EXTRACT TO READ:
** begin **

Virtual Sesshin Day 3 Dharma Talk

by tendo zenji

Virtual Sesshin Day 3  – May 14th, 2020

Moving through the world without obstruction

Everything that we are engaged in during this retreat is oriented around naturalness, around moving through the world without obstruction.  We are ‘just sitting’. We we are engaged in the outside practices we are ‘Just Walking’ and ‘Just Gazing’.  When we are doing samu, we are ‘Just Working’. Just doing whatever task we are engaged in.  When we chant we are ‘Just Chanting. All of these activities as well as all of the activities in our lives can be done directly  from our true nature. When we operate from the self, we are at least one step removed. This artificial construct of memories, feelings, conditioning takes in our surroundings and circumstances and processes it through this conditioning. The signals and hints that our true nature sends up to us — the feeling that we are in sync with circumstances — is treated as another input. An input that is so often overridden by our small concerns, our conditioned responses.  But when the self recedes and is revealed as inherently empty, when our identity is that of True Nature then are responding directly, naturally to circumstance and the environment. 

Wu Wei in Chuang Tzu. It is the title of Chapter 1, and section 11 of Chapter 6 includes this description of two sages: 

On loan from everything else, they’ll soon be entrusted back to the one body. Forgetting liver and gallbladder, abandoning ears and eyes, they’ll continue on again, tumbling and twirling through a blur of endings and beginnings. They roam at ease beyond the tawdry dust of this world, nothing’s own doing [wu-wei] wandering boundless and free through the selfless unfolding of things.

-David Hinton. Mountain Home: The Wilderness Poetry of Ancient China (p. 270).

The practice of Wu Wei, Non-Doing or Effortless effort, is the heart of this retreat.  All of these practices are are oriented around slipping past the self, to pure awareness. When we see the conditioned self as empty, we then operate from Empty Awareness and move through the world without obstruction. It’s not that there are not obstacles in our path, but that we flow around them like water flowing past a rock. We are not pushed around but the thoughts, feelings and emotions. They arise from circumstance but the Still Pool can absorb it all without a ripple.

** end **

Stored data
** begin **

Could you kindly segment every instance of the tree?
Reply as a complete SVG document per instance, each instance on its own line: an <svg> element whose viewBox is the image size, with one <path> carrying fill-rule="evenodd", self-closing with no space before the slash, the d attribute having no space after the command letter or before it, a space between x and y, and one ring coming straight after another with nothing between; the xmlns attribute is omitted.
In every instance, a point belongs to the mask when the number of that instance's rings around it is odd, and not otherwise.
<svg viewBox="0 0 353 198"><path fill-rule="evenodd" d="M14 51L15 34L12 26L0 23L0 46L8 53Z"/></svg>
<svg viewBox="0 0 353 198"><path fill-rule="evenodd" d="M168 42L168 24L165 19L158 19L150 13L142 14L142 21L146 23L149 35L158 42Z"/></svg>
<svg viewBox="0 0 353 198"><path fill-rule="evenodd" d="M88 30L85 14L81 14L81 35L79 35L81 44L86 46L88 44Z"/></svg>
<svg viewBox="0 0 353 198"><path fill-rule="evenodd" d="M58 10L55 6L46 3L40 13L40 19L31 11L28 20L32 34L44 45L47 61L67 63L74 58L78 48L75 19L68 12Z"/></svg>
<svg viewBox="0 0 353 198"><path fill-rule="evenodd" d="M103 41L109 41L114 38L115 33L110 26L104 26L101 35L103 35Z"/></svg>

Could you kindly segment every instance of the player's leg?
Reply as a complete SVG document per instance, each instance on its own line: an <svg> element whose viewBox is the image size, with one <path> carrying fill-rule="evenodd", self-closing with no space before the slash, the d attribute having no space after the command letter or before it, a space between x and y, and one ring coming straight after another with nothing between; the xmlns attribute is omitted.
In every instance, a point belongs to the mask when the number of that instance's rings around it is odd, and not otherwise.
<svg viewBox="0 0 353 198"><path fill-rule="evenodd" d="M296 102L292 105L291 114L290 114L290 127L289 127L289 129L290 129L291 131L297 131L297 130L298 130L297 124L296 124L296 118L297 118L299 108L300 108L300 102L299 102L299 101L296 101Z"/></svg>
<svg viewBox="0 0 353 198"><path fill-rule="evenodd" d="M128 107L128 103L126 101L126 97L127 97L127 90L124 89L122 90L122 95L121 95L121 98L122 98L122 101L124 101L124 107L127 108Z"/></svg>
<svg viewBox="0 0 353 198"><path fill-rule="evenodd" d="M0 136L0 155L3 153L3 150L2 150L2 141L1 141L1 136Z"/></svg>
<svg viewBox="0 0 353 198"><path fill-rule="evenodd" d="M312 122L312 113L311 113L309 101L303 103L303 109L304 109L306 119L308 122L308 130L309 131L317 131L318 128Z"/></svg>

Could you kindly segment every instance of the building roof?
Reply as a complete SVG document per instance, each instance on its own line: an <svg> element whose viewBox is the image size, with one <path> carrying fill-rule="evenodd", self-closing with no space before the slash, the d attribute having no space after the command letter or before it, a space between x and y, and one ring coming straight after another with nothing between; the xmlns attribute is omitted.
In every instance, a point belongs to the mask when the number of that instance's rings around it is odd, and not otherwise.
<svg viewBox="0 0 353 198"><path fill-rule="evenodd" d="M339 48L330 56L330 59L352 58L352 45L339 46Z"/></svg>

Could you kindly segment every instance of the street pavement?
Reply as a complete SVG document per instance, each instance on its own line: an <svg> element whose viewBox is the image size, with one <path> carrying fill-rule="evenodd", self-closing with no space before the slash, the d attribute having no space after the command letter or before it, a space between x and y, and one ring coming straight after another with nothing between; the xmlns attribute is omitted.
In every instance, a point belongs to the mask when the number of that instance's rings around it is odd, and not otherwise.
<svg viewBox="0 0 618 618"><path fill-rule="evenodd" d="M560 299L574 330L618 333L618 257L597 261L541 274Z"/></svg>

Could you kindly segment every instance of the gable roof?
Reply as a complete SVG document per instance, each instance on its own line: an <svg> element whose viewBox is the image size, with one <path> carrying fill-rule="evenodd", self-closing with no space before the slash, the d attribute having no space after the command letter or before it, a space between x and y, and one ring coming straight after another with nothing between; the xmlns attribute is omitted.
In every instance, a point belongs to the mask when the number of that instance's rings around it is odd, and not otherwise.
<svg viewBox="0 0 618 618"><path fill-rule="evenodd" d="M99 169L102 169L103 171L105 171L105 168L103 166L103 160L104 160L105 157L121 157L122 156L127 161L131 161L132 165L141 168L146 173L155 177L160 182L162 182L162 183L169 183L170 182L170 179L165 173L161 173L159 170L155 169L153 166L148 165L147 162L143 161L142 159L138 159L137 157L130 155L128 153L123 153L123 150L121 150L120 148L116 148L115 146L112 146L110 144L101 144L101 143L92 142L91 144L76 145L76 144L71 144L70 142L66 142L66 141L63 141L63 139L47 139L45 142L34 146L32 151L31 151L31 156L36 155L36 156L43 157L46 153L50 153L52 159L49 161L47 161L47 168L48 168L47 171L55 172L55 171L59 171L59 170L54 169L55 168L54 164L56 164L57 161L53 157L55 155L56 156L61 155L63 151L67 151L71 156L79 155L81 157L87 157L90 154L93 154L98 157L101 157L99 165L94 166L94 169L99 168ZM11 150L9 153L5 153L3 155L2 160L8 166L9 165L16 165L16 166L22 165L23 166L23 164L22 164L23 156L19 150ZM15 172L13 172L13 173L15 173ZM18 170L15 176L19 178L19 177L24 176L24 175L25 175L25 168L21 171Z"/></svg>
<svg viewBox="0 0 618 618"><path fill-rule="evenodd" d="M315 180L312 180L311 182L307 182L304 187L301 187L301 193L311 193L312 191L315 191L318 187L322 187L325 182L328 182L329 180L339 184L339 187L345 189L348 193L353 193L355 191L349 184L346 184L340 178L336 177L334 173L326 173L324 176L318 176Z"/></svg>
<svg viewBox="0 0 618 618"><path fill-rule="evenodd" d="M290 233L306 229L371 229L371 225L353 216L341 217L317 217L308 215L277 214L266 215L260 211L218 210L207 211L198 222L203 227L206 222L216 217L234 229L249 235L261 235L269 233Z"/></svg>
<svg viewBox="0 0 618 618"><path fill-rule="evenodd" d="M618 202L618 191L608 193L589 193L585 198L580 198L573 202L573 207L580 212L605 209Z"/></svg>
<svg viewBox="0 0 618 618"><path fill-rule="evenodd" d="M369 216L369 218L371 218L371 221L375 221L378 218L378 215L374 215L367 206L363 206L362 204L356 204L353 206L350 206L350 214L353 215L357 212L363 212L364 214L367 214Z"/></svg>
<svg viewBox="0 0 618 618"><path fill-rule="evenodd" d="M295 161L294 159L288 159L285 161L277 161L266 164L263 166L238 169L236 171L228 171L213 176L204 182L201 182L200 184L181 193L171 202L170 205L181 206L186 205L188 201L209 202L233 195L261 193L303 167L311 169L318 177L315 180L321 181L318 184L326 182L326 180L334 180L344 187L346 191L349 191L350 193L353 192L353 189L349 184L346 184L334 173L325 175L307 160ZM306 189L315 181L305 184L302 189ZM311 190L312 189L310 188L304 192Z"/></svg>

** end **

THE TASKS:
**1.** According to the dharma talk, what practice is the heart of the retreat?
**2.** Carry the dharma talk on from its final sentence.

TASK ANSWERS:
**1.** The practice of Wu Wei, Non-Doing or Effortless effort.

**2.**
Wu Wei

Wu has a double meaning that creates a profound literary/philosophical resonance here in these names, and in the book’s celebrated first sangha-case. In addition to meaning “Absence,” that fundamental cosmological/ontological principle, wu is a simple grammatical function word meaning “not.” So on the surface, Wu-men means simply “no-gate,” investing the title with the enigmatic and, as will become clear, profound concept of a “no-gate gateway,” a kind of distilled sangha-case. But wu must also be read as that generative Absence, transforming “no-gate” into “Absence-gate.” This adds a whole new dimension to the title—Wu-men Kuan—for it now means “Absence-gate gateway,” or perhaps “Absence’s gateway.” And that Absence-gate also appears in the first couplet of the four-line gatha that ends the book’s Foreword, where Tao (Way) also appears, together with Presence, the other fundamental element of Taoist ontology/cosmology: The great Way is a single Absence-gate here on a thousand roads of Presence. Once through this gateway, you wander all heaven and earth in a single stride.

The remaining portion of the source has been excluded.